- [Brief]:
Add -38 to each number in the pixel coordinates across the stretch from the start of the records through the line containing "(1035, 359)", and write out every line of that stretch again, copying the pointing instructions unchanged. Leave the pictures out of your answer.

- [Given data]:
○ ○ ○ ○

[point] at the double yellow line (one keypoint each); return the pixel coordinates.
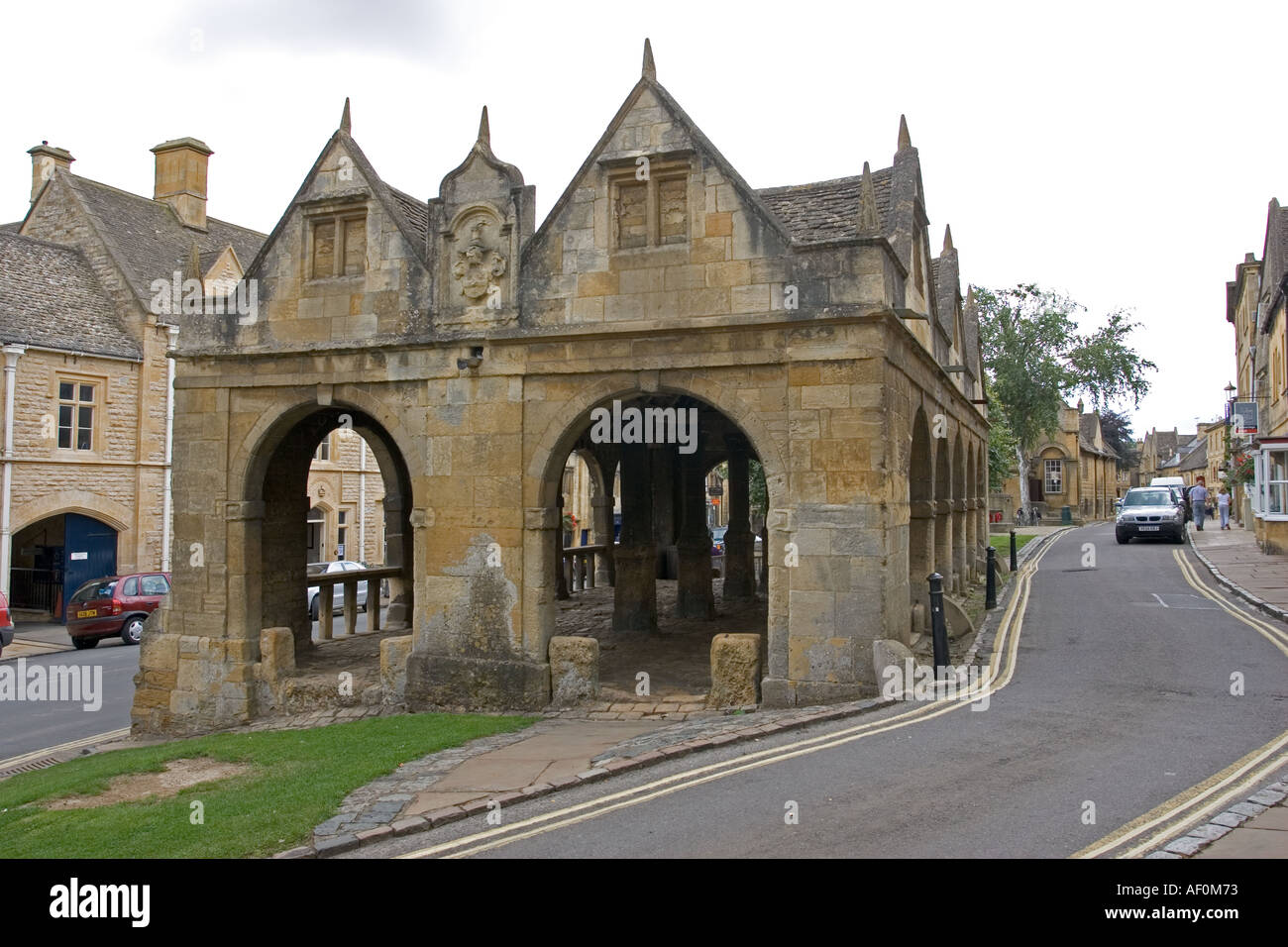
(1197, 804)
(999, 676)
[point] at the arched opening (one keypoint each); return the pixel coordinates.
(681, 466)
(921, 513)
(323, 475)
(53, 557)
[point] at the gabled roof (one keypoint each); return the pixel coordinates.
(51, 298)
(828, 209)
(648, 82)
(410, 214)
(1087, 428)
(146, 237)
(1274, 265)
(1196, 459)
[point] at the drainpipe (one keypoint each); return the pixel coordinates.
(11, 371)
(167, 513)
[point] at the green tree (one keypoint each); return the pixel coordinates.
(1001, 442)
(1035, 359)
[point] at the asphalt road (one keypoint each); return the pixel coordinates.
(38, 724)
(1121, 698)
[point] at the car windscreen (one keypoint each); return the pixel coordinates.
(1150, 497)
(97, 589)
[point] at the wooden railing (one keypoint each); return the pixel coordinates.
(349, 579)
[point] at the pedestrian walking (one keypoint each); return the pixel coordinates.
(1198, 501)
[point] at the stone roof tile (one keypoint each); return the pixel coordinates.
(51, 298)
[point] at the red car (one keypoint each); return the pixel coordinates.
(5, 624)
(115, 605)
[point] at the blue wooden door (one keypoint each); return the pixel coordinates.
(89, 552)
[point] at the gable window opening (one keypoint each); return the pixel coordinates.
(339, 245)
(653, 211)
(1054, 474)
(76, 403)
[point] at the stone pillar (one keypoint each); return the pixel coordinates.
(400, 552)
(921, 547)
(695, 598)
(739, 544)
(635, 590)
(763, 581)
(944, 541)
(960, 575)
(561, 578)
(601, 535)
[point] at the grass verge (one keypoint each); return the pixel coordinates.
(1003, 541)
(297, 779)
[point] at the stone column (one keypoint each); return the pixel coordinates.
(561, 578)
(635, 590)
(739, 543)
(921, 547)
(601, 530)
(944, 541)
(400, 552)
(960, 575)
(695, 598)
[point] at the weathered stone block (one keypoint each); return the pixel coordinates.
(574, 671)
(734, 671)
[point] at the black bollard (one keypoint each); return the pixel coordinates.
(991, 582)
(939, 630)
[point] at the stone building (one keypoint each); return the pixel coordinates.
(86, 373)
(1076, 470)
(1257, 308)
(809, 328)
(85, 333)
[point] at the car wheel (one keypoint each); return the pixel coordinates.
(133, 631)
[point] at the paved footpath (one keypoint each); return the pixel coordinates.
(1258, 826)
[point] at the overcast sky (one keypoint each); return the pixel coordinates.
(1124, 154)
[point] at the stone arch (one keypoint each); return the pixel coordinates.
(943, 510)
(559, 434)
(273, 502)
(101, 508)
(561, 437)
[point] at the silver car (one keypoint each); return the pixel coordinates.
(1150, 512)
(314, 592)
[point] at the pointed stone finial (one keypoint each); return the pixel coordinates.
(868, 218)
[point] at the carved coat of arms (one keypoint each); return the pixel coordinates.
(478, 264)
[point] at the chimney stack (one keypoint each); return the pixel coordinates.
(181, 179)
(44, 161)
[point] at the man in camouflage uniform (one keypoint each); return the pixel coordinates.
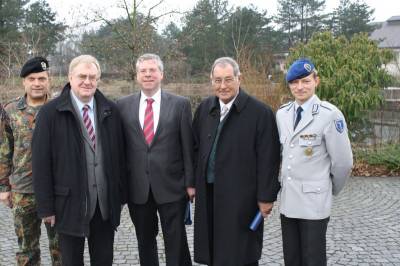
(16, 188)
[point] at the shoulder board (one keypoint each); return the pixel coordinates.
(284, 105)
(12, 101)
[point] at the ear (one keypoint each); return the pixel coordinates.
(317, 81)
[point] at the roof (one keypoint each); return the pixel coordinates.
(388, 34)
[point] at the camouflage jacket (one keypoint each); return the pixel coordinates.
(15, 147)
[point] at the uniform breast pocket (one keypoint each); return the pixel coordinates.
(310, 142)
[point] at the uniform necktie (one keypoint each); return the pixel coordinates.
(298, 117)
(224, 112)
(88, 124)
(148, 124)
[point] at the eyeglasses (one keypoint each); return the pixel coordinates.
(228, 81)
(91, 78)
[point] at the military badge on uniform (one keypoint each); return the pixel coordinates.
(307, 67)
(308, 151)
(309, 137)
(339, 124)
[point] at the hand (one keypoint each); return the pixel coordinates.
(5, 198)
(50, 220)
(265, 208)
(191, 193)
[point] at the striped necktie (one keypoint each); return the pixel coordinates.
(88, 124)
(148, 124)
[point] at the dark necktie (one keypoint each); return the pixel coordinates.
(148, 124)
(298, 117)
(88, 124)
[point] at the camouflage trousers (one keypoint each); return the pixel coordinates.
(27, 228)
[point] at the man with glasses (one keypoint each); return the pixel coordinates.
(16, 188)
(78, 166)
(237, 161)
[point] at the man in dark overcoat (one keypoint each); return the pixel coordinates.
(78, 166)
(237, 162)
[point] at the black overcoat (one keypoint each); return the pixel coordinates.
(59, 163)
(246, 171)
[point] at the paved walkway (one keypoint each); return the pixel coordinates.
(364, 229)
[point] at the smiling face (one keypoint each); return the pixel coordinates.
(36, 86)
(225, 84)
(149, 77)
(304, 88)
(83, 80)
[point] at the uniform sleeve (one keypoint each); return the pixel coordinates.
(186, 134)
(339, 149)
(268, 158)
(6, 152)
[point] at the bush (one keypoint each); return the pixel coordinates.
(386, 155)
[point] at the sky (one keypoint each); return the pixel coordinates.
(73, 11)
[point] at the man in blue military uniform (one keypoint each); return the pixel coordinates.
(316, 162)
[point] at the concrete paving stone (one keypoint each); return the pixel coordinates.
(364, 229)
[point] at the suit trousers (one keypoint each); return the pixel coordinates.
(144, 217)
(100, 242)
(304, 241)
(210, 221)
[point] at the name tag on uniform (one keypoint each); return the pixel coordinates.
(308, 141)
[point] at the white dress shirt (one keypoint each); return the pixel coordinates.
(81, 104)
(224, 106)
(304, 106)
(156, 108)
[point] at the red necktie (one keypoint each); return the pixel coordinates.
(148, 124)
(89, 125)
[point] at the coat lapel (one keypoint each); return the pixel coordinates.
(308, 116)
(135, 117)
(165, 108)
(289, 118)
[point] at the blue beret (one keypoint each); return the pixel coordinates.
(34, 65)
(299, 69)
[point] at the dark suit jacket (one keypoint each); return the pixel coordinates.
(246, 171)
(166, 166)
(59, 163)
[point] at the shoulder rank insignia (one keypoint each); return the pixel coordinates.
(286, 104)
(339, 124)
(315, 108)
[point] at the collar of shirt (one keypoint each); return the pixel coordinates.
(156, 97)
(156, 108)
(305, 105)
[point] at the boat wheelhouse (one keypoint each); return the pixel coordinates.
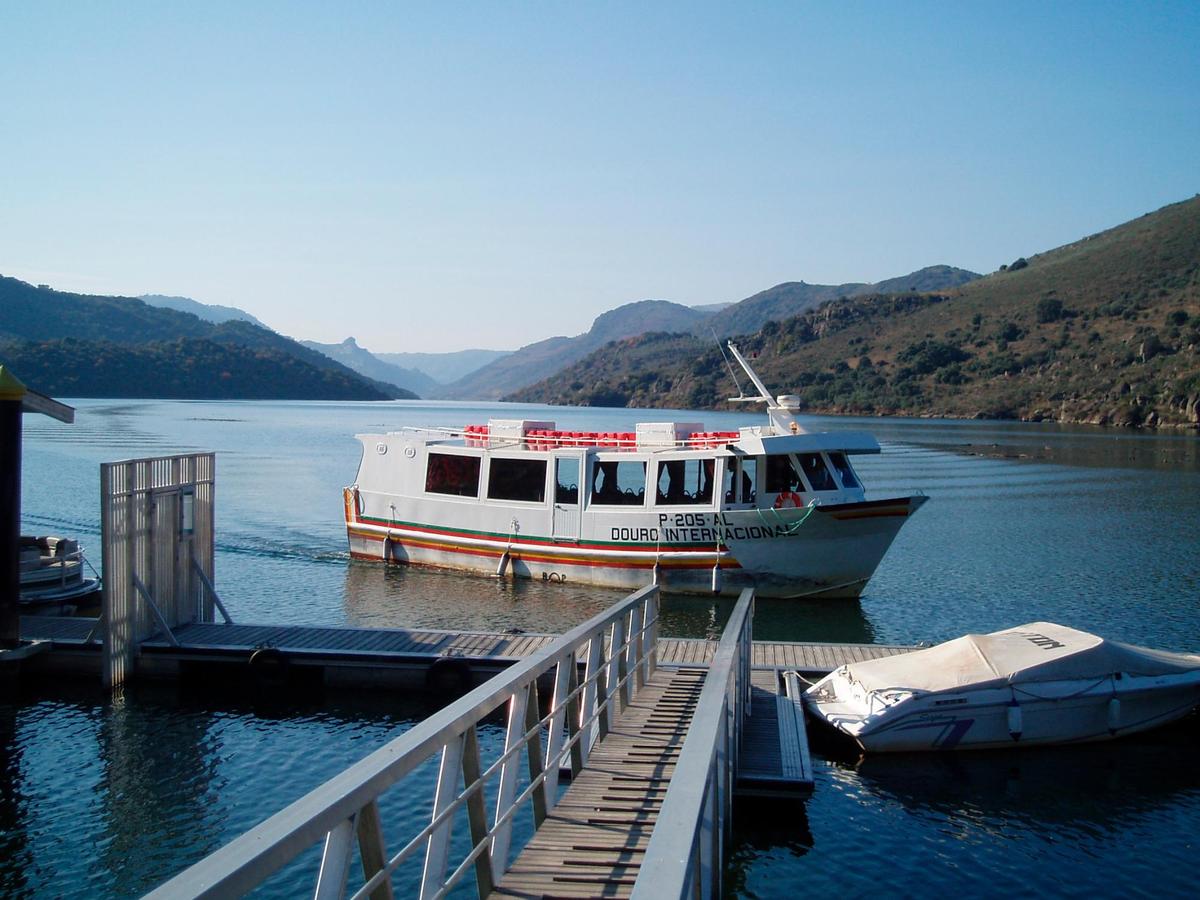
(697, 511)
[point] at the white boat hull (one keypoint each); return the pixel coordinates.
(1041, 683)
(985, 723)
(783, 553)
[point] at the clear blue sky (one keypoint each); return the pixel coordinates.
(450, 175)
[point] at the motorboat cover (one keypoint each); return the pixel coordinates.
(1037, 652)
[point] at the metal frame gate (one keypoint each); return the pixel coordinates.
(156, 534)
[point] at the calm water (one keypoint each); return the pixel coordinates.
(1093, 529)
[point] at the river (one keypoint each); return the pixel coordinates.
(1096, 529)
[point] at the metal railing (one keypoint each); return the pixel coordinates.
(685, 856)
(618, 653)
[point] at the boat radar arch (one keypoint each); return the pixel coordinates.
(781, 409)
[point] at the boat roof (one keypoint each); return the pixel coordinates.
(754, 442)
(658, 437)
(1036, 652)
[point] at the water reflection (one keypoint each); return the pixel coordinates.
(1085, 787)
(13, 847)
(379, 595)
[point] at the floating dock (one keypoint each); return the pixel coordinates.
(382, 657)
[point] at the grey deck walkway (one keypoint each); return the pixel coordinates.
(382, 645)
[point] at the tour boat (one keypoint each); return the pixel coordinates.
(771, 505)
(1033, 684)
(52, 571)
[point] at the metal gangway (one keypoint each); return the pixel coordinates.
(562, 708)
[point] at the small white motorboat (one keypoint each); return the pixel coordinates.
(1033, 684)
(52, 571)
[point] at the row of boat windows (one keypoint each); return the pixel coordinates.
(617, 483)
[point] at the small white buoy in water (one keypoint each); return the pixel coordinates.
(1014, 720)
(1114, 715)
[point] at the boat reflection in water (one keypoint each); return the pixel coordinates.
(1048, 789)
(407, 597)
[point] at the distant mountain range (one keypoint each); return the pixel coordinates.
(444, 367)
(367, 364)
(532, 363)
(85, 346)
(1105, 330)
(209, 312)
(535, 360)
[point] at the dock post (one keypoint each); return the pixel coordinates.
(12, 393)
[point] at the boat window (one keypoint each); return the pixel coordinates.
(780, 474)
(816, 473)
(567, 480)
(450, 473)
(685, 481)
(616, 483)
(516, 480)
(741, 479)
(841, 466)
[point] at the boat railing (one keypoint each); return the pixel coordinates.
(616, 652)
(685, 852)
(555, 439)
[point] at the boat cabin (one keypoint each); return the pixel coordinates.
(660, 465)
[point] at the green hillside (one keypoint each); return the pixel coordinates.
(1104, 330)
(79, 345)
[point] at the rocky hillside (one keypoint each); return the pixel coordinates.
(796, 297)
(1105, 330)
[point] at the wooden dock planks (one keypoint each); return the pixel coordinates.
(593, 841)
(775, 747)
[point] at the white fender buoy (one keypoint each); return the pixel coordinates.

○ ○ ○ ○

- [Finished answer]:
[point] at the double yellow line (one keypoint each); return the pixel coordinates.
(1159, 766)
(961, 638)
[point] at the arched opening (one keypoint each); return the pixel coordinates.
(643, 428)
(883, 475)
(285, 437)
(15, 519)
[point] at the gabled roof (one keypoint each); return the pixel coordinates.
(13, 260)
(790, 171)
(610, 44)
(372, 176)
(1049, 390)
(108, 199)
(1236, 227)
(1158, 421)
[point] at the drainpipe (one keypoint each); return the pixel coordinates.
(-27, 333)
(129, 475)
[point] at the green tree (one keypoint each); return the pixel coordinates.
(963, 404)
(997, 321)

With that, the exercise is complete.